* Data supplied
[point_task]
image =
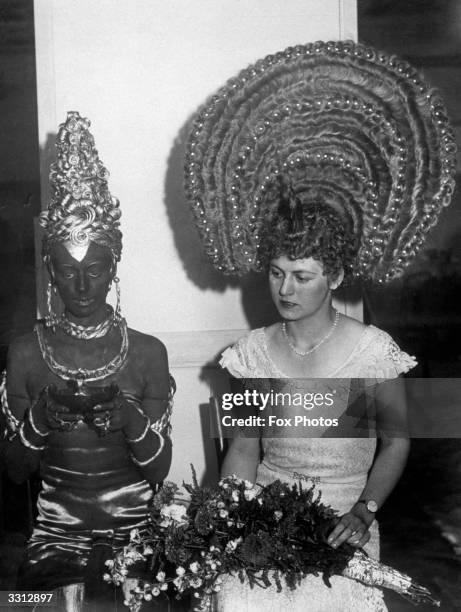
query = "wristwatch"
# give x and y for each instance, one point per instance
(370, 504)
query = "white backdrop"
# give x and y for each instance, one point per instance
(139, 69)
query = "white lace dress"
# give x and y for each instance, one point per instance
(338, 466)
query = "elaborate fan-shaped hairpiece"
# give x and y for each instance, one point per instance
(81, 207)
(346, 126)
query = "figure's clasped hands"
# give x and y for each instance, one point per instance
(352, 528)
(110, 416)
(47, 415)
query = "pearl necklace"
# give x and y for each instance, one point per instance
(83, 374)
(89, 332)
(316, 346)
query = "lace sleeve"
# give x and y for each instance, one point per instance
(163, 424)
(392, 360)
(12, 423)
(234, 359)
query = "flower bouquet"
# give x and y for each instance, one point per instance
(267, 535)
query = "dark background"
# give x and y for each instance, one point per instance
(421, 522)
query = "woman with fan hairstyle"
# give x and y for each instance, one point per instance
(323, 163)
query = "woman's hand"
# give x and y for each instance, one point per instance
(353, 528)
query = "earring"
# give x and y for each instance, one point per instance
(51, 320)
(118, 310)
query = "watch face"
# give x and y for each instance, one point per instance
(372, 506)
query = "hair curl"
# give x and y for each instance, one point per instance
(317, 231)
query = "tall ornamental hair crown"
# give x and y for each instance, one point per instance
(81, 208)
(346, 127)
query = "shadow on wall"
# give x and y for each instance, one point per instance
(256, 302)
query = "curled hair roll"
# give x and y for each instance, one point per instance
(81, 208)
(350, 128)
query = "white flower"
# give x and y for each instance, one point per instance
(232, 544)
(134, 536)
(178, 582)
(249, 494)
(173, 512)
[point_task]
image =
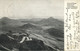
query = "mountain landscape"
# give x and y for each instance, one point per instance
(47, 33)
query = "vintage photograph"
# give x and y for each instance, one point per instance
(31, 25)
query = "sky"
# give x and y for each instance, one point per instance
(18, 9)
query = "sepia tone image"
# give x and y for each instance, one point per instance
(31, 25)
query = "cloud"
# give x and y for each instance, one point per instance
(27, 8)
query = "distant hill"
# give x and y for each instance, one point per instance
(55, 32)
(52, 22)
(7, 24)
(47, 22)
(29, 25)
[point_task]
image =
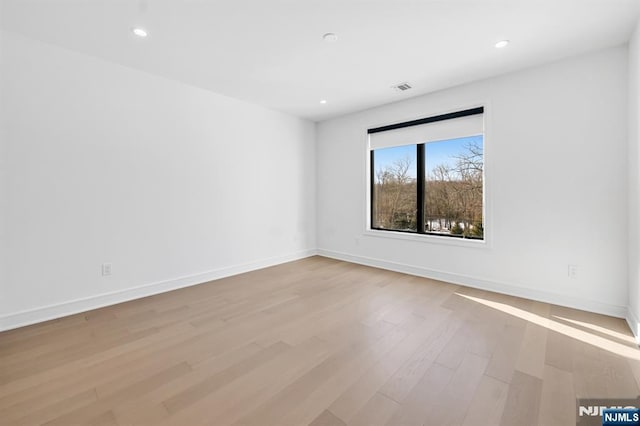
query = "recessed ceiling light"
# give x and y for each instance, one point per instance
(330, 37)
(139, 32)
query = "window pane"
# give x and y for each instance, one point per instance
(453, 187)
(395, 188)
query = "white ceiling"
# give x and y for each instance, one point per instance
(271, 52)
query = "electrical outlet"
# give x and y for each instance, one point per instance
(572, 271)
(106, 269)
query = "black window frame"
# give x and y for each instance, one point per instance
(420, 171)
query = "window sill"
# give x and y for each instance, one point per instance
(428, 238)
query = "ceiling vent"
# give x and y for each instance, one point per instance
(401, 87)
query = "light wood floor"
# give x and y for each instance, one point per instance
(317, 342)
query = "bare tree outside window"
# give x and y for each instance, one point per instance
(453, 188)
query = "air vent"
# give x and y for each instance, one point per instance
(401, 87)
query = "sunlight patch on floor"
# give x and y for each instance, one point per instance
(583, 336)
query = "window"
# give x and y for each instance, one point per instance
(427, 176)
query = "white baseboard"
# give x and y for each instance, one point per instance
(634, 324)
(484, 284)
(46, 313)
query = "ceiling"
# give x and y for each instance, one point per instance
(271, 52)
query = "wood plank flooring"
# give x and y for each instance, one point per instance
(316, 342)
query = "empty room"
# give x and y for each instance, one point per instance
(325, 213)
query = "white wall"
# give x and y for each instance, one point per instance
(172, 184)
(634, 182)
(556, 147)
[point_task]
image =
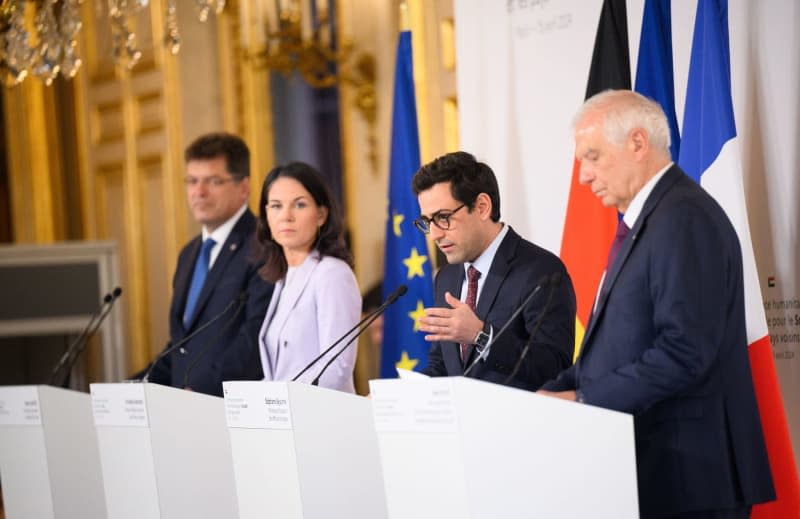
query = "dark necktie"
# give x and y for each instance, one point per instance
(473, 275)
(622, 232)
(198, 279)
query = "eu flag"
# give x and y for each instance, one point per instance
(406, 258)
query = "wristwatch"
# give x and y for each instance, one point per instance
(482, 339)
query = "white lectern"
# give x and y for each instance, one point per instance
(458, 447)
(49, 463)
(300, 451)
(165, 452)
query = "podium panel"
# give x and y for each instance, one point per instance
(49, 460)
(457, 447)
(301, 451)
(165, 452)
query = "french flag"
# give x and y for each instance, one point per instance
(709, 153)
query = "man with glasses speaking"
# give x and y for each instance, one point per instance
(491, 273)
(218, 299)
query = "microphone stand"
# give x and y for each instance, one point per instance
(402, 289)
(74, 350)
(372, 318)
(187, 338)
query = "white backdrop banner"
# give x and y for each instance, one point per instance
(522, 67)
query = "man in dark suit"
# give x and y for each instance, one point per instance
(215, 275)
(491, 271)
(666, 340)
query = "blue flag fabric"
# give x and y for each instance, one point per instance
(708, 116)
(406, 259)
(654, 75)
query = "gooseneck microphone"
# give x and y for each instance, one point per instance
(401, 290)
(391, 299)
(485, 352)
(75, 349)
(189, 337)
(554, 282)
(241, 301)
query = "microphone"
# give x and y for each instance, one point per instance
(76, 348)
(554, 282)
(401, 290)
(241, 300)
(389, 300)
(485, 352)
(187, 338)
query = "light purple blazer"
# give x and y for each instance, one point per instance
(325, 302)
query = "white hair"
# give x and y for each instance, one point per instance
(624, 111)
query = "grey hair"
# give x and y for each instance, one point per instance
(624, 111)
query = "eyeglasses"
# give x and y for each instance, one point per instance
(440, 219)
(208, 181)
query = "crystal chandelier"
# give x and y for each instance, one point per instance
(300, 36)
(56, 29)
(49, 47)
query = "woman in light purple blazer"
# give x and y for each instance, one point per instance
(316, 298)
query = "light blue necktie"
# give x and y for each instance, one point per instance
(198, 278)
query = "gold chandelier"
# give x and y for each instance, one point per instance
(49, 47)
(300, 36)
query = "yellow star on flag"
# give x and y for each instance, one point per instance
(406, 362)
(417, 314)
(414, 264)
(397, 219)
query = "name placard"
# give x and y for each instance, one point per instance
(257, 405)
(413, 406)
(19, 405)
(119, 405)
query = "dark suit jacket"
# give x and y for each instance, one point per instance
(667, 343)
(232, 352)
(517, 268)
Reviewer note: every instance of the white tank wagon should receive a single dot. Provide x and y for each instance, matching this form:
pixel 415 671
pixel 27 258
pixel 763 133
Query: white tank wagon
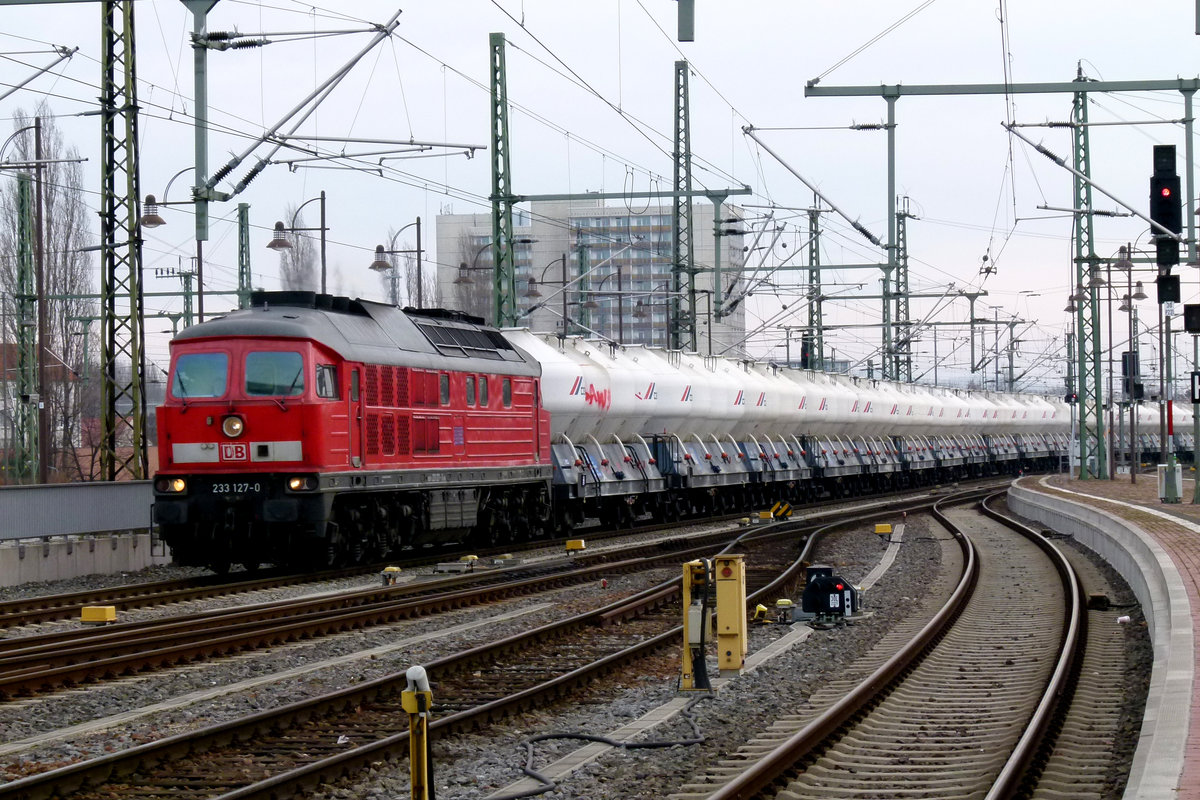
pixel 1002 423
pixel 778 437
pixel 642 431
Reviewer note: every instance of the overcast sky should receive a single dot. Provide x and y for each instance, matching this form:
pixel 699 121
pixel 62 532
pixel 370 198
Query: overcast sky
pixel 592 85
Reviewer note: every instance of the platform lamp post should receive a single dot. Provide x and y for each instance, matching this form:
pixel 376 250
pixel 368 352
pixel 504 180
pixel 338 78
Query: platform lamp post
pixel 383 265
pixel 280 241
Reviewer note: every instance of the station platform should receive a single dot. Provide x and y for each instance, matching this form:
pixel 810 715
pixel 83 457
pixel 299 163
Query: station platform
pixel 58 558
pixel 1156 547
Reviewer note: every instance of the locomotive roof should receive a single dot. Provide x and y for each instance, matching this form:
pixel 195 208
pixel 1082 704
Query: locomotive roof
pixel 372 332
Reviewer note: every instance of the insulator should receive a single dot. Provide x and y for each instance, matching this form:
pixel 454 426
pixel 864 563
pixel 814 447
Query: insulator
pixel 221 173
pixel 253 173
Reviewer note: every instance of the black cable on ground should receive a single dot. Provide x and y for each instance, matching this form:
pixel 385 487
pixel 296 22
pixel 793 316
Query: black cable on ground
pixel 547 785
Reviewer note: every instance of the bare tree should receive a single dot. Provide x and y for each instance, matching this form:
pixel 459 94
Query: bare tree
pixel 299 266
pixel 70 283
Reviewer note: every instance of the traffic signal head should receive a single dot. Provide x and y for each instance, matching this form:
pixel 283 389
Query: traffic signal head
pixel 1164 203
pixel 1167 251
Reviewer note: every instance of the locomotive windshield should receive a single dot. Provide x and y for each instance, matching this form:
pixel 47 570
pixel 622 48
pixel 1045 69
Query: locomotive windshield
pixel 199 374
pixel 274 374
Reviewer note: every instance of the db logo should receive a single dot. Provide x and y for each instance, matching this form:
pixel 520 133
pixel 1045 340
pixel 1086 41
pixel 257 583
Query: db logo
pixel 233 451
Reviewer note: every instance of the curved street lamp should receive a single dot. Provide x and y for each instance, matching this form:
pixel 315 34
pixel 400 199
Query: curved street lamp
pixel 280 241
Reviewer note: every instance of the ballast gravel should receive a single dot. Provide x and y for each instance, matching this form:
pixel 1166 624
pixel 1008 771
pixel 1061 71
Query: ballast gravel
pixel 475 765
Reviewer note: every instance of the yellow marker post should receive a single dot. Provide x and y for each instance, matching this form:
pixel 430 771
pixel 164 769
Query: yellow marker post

* Short task
Write out exactly the lines starting with the one that holds "Reviewer note: every instance of the locomotive windshield" and running through the last line above.

* Answer to this exercise
Reviewer note: every instance of the locomotive windshield should receive a single dot. Provide x and y for each instance, matching this form:
pixel 47 570
pixel 622 48
pixel 1045 69
Query: locomotive windshield
pixel 199 374
pixel 274 374
Reviewer note: every instance of the db logo should receive a single dot. Provide x and y for each instance, matching this form:
pixel 520 133
pixel 1045 340
pixel 1086 41
pixel 257 583
Query: db logo
pixel 233 451
Reviewer note: every instance of the curved street lamp should receive a single dot. Provide x and y for each instance, matching this form:
pixel 315 34
pixel 400 199
Query: curved street lamp
pixel 280 241
Reviewer note: every instance of the ballast gravel should receive a single dot. Provide x and y for each instance, matching this form:
pixel 1166 624
pixel 1008 771
pixel 1061 71
Query: ballast gravel
pixel 475 765
Reviewer note: every instance of the yellow marker post should receive a single dot. Provide x and y for each instance, matching this form:
pixel 430 771
pixel 164 769
Query: yellow marker post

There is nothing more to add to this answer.